Supplied data -
*** Begin section ***
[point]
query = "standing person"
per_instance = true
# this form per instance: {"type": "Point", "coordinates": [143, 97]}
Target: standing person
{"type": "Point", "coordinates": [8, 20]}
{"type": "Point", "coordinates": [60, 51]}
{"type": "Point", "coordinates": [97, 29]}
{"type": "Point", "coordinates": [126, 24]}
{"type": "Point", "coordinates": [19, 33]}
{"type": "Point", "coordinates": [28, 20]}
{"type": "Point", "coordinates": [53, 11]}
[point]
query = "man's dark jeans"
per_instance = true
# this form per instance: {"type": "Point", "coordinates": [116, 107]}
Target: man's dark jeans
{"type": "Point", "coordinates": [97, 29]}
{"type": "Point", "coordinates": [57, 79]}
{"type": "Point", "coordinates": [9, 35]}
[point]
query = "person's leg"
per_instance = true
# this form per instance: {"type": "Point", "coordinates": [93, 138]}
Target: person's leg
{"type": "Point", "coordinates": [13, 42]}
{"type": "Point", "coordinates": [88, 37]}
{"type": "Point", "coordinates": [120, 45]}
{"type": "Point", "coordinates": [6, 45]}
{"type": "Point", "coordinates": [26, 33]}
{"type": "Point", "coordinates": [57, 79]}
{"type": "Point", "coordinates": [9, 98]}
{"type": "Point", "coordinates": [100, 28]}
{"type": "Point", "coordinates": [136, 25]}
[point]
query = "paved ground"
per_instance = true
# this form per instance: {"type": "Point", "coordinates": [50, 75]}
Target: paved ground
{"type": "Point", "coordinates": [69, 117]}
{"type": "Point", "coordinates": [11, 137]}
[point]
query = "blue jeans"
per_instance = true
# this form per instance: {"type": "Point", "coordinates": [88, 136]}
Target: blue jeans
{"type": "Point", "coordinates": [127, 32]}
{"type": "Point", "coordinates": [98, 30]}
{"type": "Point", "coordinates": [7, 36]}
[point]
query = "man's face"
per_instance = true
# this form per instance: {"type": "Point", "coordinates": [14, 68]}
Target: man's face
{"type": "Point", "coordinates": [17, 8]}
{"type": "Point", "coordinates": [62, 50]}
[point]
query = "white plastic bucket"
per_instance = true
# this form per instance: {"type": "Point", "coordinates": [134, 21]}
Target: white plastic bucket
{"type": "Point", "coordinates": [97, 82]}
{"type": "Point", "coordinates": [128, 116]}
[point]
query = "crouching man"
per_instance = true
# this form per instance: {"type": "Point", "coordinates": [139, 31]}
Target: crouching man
*** End section ***
Task requirements -
For the word "query", say how many lines of the data include it, with nothing else in the reply.

Your response -
8